__GIVEN REQUEST__. Put the items below into a two-column CSV with the headers "query" and "answer", one row per item. Each field should hold the item's text or its answer in double quotes, with line breaks replaced by spaces, and the pictures left out.

(Source records)
..........

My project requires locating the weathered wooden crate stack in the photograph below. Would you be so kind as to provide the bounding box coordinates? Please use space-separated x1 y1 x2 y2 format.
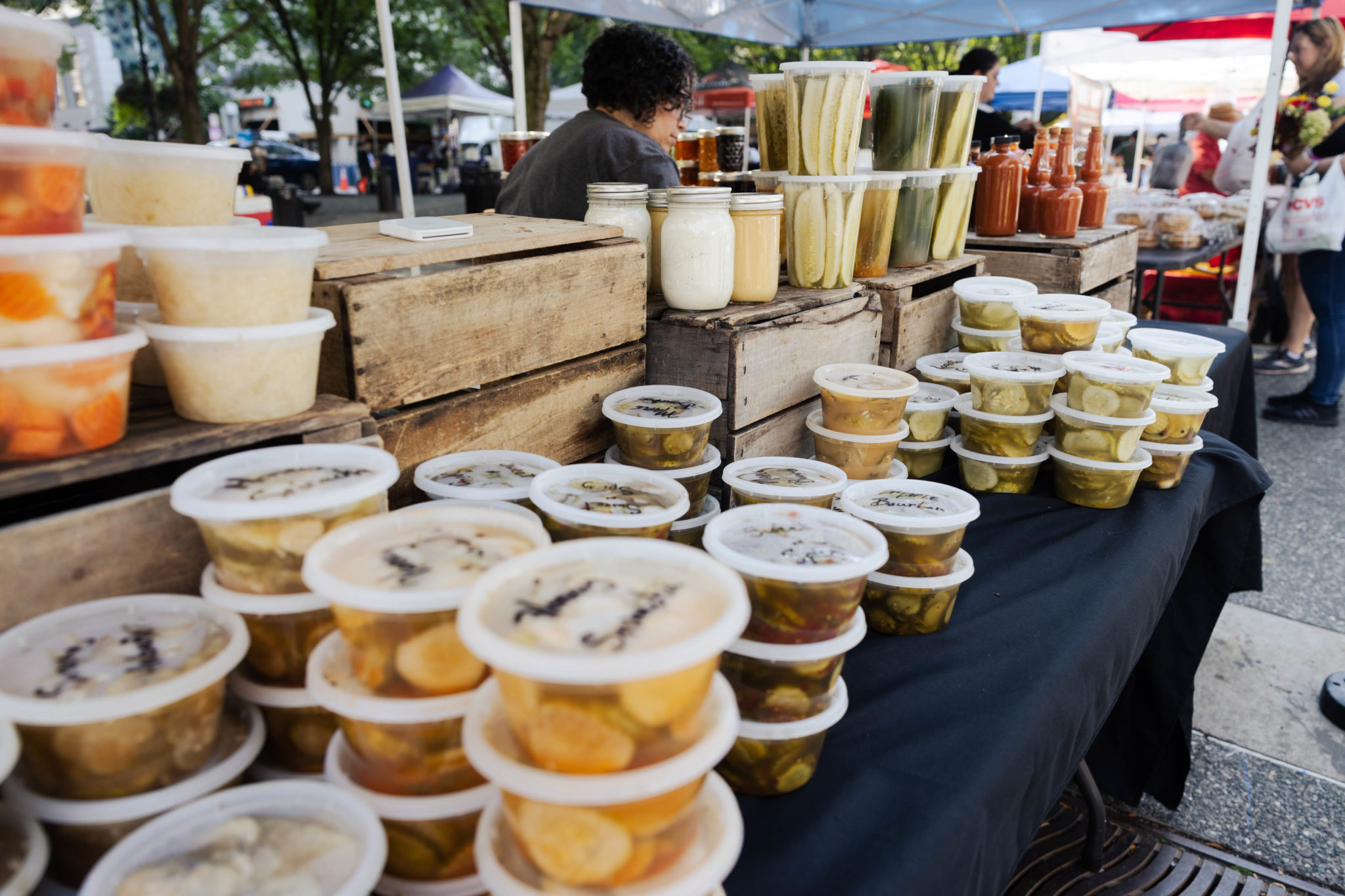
864 255 986 371
967 224 1139 310
646 284 882 463
313 215 646 507
0 388 378 631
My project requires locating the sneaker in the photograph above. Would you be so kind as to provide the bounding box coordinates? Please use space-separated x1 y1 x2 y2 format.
1252 345 1309 373
1262 400 1340 426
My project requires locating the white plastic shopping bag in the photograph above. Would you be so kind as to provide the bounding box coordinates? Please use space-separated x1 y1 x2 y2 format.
1266 163 1345 255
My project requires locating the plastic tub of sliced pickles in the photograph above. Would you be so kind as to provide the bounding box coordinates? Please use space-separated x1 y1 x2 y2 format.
841 481 981 576
1013 293 1113 354
529 463 692 542
463 675 738 887
416 452 560 507
603 385 724 470
326 733 498 881
304 503 552 697
0 594 248 800
1050 395 1154 463
897 383 958 446
457 537 753 775
1046 442 1153 509
965 352 1065 416
954 395 1055 457
229 672 336 775
780 62 873 177
724 457 846 508
308 631 481 797
864 549 975 635
1145 383 1218 444
669 494 720 548
720 612 868 721
720 677 850 797
1061 352 1168 417
200 563 336 688
916 352 971 393
171 444 401 594
703 503 888 643
951 435 1050 494
952 317 1018 354
805 410 910 480
475 771 742 896
952 277 1037 330
812 364 920 435
1130 326 1228 385
0 701 267 892
897 426 955 480
780 175 866 289
1139 435 1205 489
603 444 721 520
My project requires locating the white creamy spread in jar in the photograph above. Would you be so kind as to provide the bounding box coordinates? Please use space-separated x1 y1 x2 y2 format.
116 815 359 896
328 521 534 589
489 559 722 653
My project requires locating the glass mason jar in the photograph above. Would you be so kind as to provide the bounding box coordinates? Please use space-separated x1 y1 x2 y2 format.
729 194 784 302
659 186 734 312
584 184 653 291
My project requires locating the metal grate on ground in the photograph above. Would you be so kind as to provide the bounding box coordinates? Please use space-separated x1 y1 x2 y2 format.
1005 794 1337 896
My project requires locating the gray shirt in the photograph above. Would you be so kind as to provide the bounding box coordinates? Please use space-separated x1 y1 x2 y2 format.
495 109 678 221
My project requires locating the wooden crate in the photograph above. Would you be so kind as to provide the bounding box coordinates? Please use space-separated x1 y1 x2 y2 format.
646 285 882 429
313 215 644 411
864 255 986 371
967 224 1139 295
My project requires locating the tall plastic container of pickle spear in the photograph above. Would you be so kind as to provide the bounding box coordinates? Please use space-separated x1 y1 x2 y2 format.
780 62 873 177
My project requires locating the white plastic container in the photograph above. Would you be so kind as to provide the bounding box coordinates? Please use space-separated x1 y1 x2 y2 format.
133 224 328 326
89 136 252 227
79 780 387 896
659 186 736 312
416 452 560 503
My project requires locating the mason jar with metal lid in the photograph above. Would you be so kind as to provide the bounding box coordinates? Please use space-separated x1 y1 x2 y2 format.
729 194 784 302
659 186 734 312
584 182 652 284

..........

__RESULT FOR THIS TASK__.
query,answer
"My project requires locating the weathered wooden crate stack in the photograph below. Would you be so kind as to provide the bounding box coordinates? Please use space-separated x1 y1 x2 y2 format.","864 255 986 371 967 224 1139 310 646 284 882 463 313 215 646 507 0 388 378 631"
"My project requires locating the sneaker in the photograph above. Would you be so kind as to provide the bounding box coordinates? Please use space-separated x1 y1 x2 y2 format.","1252 345 1309 373 1262 400 1340 426"
"My project requires locating the white plastic shopping bag in the photograph above. Would you be so kind as to provide the bounding box coordinates? Please use space-separated x1 y1 x2 y2 format.","1266 163 1345 255"
"My project requires locating the plastic tub of sliced pickles in the photograph above. Would you be so kind as to provide the bounding box coordinates? Please use space-separated x1 y1 x2 y2 format.","841 481 981 576 1013 293 1113 354 529 463 692 542 463 675 738 887 416 452 560 507 603 385 724 470 326 733 498 881 304 503 552 697 0 594 248 800 1050 395 1154 463 897 383 958 446 457 537 753 775 1046 442 1153 509 965 352 1065 416 954 395 1055 457 229 672 336 775 780 62 873 177 724 457 846 508 308 631 481 797 864 549 975 635 1145 383 1218 444 669 494 720 548 720 612 868 721 720 677 850 797 1061 352 1168 417 200 563 336 688 916 352 971 393 171 444 401 594 703 503 888 643 951 435 1050 494 952 317 1018 354 805 410 910 480 475 771 742 896 952 277 1037 330 812 364 920 435 1130 326 1228 385 0 701 267 892 897 426 955 480 780 175 866 289 1139 435 1205 489 603 444 721 520"
"My project requires locating the white creamy spread in jar in the photograph above. Would you be so kind as to provide the bounding box coordinates? Please use space-separated x1 y1 x2 y2 format.","116 815 359 896 328 521 534 589 489 559 722 653"
"My project requires locating the glass mason jar in the photograph above. Would you be so kind as to provide the bounding box coordinates? Please use space-separated x1 y1 x2 y2 format.","729 194 784 302 659 186 734 312 584 184 653 291"
"My project requires locating the metal grate on ground in the photograph above. Would you be so kind as to provide the bounding box coordinates? Please use space-separated x1 y1 x2 y2 format.","1005 794 1337 896"
"My project requires locating the gray shirt in the photograph above. Would you be so kind as to provide the bounding box coordinates? Please use space-separated x1 y1 x2 y2 format.","495 109 678 221"
"My project requires locating the wooden crate in the photograph above. Would you be so kind as to provide the bounding box coordinates? Please use space-separated x1 y1 x2 y2 format.","646 285 882 429 313 215 644 411 864 255 986 371 967 224 1139 295"
"My project requires locating the tall plastic container of pickle spear in the photograph above. Would you be so kind as to provide the bounding box coordinates? Please use space-separated x1 y1 x2 y2 format.","780 62 873 177"
"My project requires locating the white plastic container in the photograph above. Would you be so kind as to provide the bounding box coordinates? Please use space-separated x1 y1 x2 y2 format.","133 224 328 326 89 136 252 227 79 780 387 896 659 186 736 312 416 452 560 503"
"My project requires locating the mason jar with metal lid in the photograph above. Would you be so kind as to provide the bounding box coordinates? Please use space-separated x1 y1 x2 y2 format.","729 194 784 302 659 186 734 312 584 182 652 284"